◆ **Text**

Show that there is a non-singular matrix $M$ such that $MAM^T = F$ for any antisymmetric matrix $A$ where the normal form $F$ is a matrix with $2 \times 2$ blocks on its principal diagonal which are either zero or $$\begin{pmatrix} 0 &1 \\ -1&0 \end{pmatrix}$$
To do so, consider the analogue of the Gram-Schmidt method for antisymmetric matrices using the antisymmetric inner product $\langle x,y \rangle = x^TA y$
I am just really looking for some hints to start. For vectors $x$ and $y$, $$x^T A y = (x_1 \dots x_n) \begin{pmatrix} A_{11} & A_{12} &..&A_{1n} \\ ..&.. \\ ..& ..&..&A_{nn} \end{pmatrix} \begin{pmatrix} y_1 \\ y_2\\ ..\\y_n \end{pmatrix}$$ and $A_{ii} = 0, A_{ij} = -A_{ji} $ but I am not seeing how the hint is useful.
Thanks!

◆ **Information supplied**

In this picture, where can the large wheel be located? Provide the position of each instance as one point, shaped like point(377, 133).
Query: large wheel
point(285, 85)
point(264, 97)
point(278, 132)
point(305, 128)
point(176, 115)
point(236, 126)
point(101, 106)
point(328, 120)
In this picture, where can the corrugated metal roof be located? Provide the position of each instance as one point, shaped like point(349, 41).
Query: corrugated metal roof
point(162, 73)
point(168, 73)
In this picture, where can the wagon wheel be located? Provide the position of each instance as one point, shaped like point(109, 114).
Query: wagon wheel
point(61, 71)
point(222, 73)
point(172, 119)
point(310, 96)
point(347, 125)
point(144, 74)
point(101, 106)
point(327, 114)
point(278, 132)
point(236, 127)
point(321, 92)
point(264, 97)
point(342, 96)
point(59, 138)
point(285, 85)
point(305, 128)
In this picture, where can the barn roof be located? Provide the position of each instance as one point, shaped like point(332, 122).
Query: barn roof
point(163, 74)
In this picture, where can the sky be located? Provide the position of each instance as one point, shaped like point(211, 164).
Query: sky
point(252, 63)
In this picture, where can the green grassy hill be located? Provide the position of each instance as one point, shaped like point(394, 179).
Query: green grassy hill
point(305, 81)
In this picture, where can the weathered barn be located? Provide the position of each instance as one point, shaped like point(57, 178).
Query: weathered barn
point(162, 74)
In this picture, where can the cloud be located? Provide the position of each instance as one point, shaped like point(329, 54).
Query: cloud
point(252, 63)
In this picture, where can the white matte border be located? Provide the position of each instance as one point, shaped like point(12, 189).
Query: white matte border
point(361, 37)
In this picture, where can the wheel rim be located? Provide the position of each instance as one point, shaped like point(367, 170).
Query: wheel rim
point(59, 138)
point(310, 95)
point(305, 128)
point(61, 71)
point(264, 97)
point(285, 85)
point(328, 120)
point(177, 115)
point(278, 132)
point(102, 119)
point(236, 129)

◆ **Task goal**
List every single letter the antisymmetric-matrix post uses to name a matrix or a vector, and state which kind each one names. The records play no part in the task that follows.

◆ **Response to the exercise**
- M: matrix (non-singular)
- A: matrix (antisymmetric)
- F: matrix (normal form)
- x: vector
- y: vector